*Directions*:
Review the material and extract every line in which the word "olive" occurs.
━━━ Data
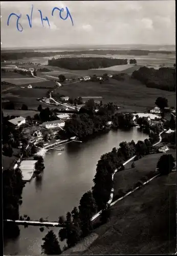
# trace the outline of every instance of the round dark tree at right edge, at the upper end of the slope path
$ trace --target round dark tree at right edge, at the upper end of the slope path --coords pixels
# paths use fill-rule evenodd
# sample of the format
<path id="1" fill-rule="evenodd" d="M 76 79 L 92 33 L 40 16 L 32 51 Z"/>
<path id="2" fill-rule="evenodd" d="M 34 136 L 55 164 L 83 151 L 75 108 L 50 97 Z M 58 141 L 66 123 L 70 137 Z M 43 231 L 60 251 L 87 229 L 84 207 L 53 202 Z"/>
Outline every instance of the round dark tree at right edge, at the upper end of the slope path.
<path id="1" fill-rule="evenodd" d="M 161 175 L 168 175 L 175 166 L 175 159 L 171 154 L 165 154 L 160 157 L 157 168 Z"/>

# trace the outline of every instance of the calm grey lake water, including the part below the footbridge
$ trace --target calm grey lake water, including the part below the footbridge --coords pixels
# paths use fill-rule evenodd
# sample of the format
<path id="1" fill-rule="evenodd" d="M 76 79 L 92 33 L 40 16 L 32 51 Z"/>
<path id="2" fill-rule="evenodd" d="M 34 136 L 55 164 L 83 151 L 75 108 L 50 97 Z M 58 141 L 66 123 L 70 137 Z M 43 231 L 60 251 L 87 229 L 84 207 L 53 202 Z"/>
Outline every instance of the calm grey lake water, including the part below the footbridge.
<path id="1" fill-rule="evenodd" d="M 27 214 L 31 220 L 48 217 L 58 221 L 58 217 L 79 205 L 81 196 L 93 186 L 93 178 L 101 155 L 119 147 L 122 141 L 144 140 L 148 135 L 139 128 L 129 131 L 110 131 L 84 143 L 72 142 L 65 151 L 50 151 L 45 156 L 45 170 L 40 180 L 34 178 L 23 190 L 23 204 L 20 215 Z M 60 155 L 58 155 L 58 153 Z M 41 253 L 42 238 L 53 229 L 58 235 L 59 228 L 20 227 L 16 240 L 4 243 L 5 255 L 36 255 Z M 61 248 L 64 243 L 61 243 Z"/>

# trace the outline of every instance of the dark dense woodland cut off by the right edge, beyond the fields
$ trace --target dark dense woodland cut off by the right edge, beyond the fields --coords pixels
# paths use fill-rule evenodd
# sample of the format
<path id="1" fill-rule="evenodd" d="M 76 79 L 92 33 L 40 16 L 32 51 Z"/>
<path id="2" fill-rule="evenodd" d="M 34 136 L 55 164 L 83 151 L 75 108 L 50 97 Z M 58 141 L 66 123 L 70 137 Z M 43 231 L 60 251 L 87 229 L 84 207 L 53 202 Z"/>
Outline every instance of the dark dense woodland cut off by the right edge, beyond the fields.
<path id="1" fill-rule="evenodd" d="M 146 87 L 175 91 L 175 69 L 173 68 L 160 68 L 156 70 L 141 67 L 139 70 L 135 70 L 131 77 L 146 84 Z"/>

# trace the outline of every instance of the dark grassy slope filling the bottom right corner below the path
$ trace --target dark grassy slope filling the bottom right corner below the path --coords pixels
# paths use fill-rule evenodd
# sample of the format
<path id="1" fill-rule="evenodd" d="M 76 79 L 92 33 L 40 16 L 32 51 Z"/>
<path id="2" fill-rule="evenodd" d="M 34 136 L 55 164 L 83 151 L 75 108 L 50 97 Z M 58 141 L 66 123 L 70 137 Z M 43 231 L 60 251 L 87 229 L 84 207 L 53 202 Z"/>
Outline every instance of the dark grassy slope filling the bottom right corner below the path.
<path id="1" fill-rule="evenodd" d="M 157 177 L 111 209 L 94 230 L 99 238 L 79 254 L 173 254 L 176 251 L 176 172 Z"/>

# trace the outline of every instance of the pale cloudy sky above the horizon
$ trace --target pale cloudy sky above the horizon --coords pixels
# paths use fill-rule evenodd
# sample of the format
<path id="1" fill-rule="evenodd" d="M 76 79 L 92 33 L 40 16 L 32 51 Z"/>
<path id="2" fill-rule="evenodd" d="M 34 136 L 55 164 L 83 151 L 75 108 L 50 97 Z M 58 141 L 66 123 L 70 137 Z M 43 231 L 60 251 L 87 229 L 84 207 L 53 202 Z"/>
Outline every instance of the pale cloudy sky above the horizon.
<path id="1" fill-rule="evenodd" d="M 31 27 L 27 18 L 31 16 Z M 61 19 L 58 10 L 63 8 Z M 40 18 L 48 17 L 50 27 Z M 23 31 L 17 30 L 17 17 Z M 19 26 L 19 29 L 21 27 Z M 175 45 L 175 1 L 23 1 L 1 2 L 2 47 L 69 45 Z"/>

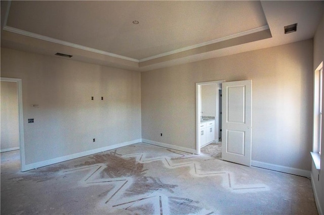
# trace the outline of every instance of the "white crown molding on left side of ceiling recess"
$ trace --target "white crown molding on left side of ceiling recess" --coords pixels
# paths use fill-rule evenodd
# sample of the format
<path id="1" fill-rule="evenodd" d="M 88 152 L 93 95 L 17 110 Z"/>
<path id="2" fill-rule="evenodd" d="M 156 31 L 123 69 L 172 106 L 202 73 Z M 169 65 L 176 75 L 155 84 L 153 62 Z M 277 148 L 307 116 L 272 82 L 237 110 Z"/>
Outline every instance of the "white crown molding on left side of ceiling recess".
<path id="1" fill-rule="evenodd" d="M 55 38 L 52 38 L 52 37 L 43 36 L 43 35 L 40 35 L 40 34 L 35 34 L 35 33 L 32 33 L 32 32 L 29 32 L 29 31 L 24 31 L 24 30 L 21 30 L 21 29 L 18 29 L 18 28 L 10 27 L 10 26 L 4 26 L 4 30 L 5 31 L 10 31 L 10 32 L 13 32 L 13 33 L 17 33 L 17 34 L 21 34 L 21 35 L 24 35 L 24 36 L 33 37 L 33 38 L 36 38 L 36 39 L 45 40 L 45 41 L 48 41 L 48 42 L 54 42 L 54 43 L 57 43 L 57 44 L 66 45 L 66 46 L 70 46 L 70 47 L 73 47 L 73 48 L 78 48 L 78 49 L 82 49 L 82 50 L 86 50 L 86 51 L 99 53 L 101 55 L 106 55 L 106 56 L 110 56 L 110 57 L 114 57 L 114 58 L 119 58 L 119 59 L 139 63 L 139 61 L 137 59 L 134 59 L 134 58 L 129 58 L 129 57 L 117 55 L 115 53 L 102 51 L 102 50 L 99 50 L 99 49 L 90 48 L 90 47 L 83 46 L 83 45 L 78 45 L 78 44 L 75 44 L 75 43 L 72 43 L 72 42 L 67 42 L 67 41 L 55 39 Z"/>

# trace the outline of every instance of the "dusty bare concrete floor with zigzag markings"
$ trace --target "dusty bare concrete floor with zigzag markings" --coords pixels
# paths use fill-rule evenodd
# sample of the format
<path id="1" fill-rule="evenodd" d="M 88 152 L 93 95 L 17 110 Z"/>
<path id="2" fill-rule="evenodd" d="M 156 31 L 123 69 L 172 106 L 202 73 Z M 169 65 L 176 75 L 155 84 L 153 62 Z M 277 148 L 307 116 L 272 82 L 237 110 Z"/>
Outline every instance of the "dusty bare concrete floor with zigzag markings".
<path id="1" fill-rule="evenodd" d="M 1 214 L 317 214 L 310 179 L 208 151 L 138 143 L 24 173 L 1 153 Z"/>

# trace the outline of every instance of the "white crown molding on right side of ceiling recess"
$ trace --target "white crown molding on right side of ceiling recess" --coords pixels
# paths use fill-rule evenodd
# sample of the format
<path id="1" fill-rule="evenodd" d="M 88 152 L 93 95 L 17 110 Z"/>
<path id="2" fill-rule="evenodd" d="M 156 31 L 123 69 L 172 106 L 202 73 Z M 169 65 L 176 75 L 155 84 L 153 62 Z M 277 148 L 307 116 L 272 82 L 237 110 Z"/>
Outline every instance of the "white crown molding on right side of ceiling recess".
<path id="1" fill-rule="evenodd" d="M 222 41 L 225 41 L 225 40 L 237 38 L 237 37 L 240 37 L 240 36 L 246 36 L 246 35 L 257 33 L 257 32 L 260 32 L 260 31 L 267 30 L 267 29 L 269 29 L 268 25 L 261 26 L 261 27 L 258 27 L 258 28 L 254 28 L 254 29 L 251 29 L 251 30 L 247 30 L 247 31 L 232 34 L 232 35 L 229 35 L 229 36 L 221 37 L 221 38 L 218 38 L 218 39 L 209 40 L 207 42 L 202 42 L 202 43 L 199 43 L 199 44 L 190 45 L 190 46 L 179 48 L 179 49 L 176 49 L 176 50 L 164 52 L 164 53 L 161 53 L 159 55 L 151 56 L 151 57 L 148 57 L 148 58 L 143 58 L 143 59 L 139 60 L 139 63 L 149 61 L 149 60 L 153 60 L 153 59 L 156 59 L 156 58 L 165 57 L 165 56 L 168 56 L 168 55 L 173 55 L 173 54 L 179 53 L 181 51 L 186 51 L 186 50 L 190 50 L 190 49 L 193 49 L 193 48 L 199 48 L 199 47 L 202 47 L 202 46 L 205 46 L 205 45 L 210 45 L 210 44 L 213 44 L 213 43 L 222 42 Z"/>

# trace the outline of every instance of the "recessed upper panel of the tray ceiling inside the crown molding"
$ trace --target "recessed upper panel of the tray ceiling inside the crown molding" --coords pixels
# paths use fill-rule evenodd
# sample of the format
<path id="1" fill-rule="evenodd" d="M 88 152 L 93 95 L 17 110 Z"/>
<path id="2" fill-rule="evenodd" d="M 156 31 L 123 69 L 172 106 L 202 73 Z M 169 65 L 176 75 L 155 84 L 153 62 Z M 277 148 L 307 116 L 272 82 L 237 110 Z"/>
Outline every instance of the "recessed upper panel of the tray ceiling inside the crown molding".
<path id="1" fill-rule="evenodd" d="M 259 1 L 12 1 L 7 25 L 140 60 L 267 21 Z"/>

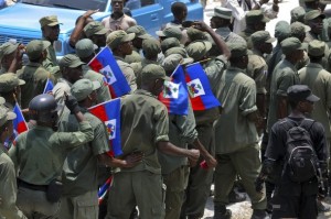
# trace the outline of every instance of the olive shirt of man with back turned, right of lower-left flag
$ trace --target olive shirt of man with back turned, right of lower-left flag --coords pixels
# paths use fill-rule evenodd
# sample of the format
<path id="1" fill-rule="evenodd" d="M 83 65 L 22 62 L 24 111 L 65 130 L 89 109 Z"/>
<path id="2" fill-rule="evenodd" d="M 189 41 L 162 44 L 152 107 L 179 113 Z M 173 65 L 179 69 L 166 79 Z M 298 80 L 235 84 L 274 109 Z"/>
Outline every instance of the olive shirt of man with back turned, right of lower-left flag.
━━━━━━
*Response to the task*:
# trace the outline of every instance of the olive shirt of man with back turned, right of lower-left flag
$ trace --target olive shirt of man with back turned, right of lower-left flag --coords pixels
Outline every instance of the olive shirt of man with back turned, right of lower-left flag.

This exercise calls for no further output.